───── Text to read ─────
1. Implement the ``pad_sents`` function.
2. Pad ``train_sents``.
3. Apply ``compute_ngram`` function to these padded sents.
4. Implement ``ngram_prob`` function. Compute the probability for each n-gram in the variable **ngrams** according equations in **"Parameter estimation"**. List down the n-grams that have 0 probability. 



In [8]:
###############################################
ngrams = list()
with open('50.040-NLP/data/ngram.txt','r') as f:
    for line in f:
        ngrams.append(line.strip('\n').split())
print(ngrams)
###############################################

[['the', 'computer'], ['go', 'to'], ['have', 'had'], ['and', 'the'], ['can', 'sea'], ['a', 'number', 'of'], ['with', 'respect', 'to'], ['in', 'terms', 'of'], ['not', 'good', 'bad'], ['first', 'start', 'with']]


In [9]:
START = '<START>'
STOP = '<STOP>'
###################################
def pad_sents(sents, n):
    '''
    Pad the sents according to n.
───── Records shown ─────
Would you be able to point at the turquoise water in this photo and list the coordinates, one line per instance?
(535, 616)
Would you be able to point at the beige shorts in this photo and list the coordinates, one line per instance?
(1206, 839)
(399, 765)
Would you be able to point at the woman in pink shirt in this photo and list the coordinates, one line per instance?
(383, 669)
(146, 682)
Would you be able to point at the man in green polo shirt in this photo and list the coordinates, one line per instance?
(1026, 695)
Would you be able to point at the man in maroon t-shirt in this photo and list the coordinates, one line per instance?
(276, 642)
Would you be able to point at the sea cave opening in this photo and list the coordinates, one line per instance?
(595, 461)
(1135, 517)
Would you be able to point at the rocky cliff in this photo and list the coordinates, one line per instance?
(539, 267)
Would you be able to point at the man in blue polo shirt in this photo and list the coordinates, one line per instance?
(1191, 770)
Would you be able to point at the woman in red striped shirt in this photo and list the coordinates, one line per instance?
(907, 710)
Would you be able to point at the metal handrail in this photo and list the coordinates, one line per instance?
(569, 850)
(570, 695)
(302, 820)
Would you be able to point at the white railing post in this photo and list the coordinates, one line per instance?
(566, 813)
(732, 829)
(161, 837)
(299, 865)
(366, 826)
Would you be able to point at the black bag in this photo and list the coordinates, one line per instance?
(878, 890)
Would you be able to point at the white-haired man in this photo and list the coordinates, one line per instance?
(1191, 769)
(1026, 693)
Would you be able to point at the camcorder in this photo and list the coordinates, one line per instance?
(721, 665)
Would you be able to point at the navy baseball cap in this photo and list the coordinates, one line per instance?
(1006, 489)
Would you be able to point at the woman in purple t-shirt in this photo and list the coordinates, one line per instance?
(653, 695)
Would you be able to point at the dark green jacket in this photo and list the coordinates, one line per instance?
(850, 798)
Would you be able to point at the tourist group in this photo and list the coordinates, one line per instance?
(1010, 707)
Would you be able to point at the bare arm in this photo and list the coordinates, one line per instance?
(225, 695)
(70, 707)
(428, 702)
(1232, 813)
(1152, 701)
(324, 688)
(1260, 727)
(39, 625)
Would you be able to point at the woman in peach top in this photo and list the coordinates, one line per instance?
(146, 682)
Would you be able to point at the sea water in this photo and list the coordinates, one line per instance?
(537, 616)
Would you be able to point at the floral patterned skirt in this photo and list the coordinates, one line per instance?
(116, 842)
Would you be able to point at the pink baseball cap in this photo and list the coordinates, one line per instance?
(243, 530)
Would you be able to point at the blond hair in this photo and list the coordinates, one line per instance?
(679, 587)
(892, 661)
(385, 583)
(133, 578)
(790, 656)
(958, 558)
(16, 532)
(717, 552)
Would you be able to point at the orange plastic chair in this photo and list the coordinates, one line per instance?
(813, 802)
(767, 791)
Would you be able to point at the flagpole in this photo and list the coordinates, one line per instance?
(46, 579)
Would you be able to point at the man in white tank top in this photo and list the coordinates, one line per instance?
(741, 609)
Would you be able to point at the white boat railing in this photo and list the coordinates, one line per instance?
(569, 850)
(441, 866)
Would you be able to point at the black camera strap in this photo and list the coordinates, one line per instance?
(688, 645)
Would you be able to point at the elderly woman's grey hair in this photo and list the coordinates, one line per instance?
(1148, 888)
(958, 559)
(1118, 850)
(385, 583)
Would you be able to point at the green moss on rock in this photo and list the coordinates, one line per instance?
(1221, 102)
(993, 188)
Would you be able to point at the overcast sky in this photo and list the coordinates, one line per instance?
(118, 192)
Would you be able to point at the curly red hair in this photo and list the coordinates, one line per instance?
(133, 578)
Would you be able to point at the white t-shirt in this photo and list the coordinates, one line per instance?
─────
- _Problems_:
[a] Rescale the entries from the first one through the line containing "(1006, 489)", including both ends. Reproduce every line in that span, requests included, but multiply each coordinate in the answers by 0.6 and round to the nearest whole number, with halves rounding up.
[b] Take the n-gram exercise text further, beginning right after its last line.
The entries bear no relation to the text on n-gram language modeling.

- _Written answers_:
[a]
Would you be able to point at the turquoise water in this photo and list the coordinates, one line per instance?
(321, 370)
Would you be able to point at the beige shorts in this photo and list the coordinates, one line per instance?
(724, 503)
(239, 459)
Would you be able to point at the woman in pink shirt in this photo and list the coordinates, one line per instance?
(230, 401)
(88, 409)
Would you be able to point at the man in green polo shirt in this photo and list the coordinates, one line per instance?
(616, 417)
Would you be able to point at the man in maroon t-shirt in this photo and list the coordinates, one line per instance?
(166, 385)
Would you be able to point at the sea cave opening in this photo and list the coordinates, one line per instance?
(357, 277)
(681, 310)
Would you be able to point at the rocky cliff in this photo and list the coordinates, one line per instance?
(323, 160)
Would you be able to point at the man in blue polo shirt in this photo and list the coordinates, one line per instance?
(715, 462)
Would you be able to point at the woman in red striped shirt in this photo and list the coordinates, one line per instance?
(544, 426)
Would you be able to point at the metal handrail in this photo and list the coordinates, one line per instance?
(341, 510)
(342, 417)
(181, 492)
Would you be able to point at the white railing post in this photo and list the coordinates, one line per instance?
(340, 488)
(439, 497)
(97, 502)
(179, 519)
(220, 496)
Would you be able to point at the black bag in this photo and list the coordinates, one line per instance?
(527, 534)
Would you be able to point at the white-haired man in this photo and list the coordinates, one line per instance?
(715, 461)
(616, 416)
Would you be able to point at the camcorder in this photo and list the coordinates, one line per instance?
(433, 399)
Would you be able to point at the navy baseball cap in this photo and list the coordinates, one line per instance?
(604, 293)

[b]
    params:
        sents: list[list[str]] --- list of sentences.
        n: int --- specify the padding type, 1-gram, 2-gram, or 3-gram.
    return:
        padded_sents: list[list[str]] --- list of padded sentences.
    '''
    padded_sents = None
    ### YOUR CODE HERE
    padded_sents = list()
    for sent in sents:
        pad_sent = sent.copy()
        pad_sent.append(STOP)
        if n == 2:
            pad_sent.insert(0, START)
        elif n == 3:
            pad_sent.insert(0, START)
            pad_sent.insert(0, START)
        padded_sents.append(pad_sent)

    ### END OF YOUR CODE
    return padded_sents

In [10]:
uni_sents = pad_sents(train_sents, 1)
bi_sents = pad_sents(train_sents, 2)
tri_sents = pad_sents(train_sents, 3)

In [11]:
unigram_set, unigram_dict = compute_ngram(uni_sents, 1)
bigram_set, bigram_dict = compute_ngram(bi_sents, 2)
trigram_set, trigram_dict = compute_ngram(tri_sents, 3)

In [12]:
len(unigram_set),len(bigram_set),len(trigram_set)

(28911, 580825, 1363266)

In [13]:
num_words = sum([v for _,v in unigram_dict.items()])
print(num_words)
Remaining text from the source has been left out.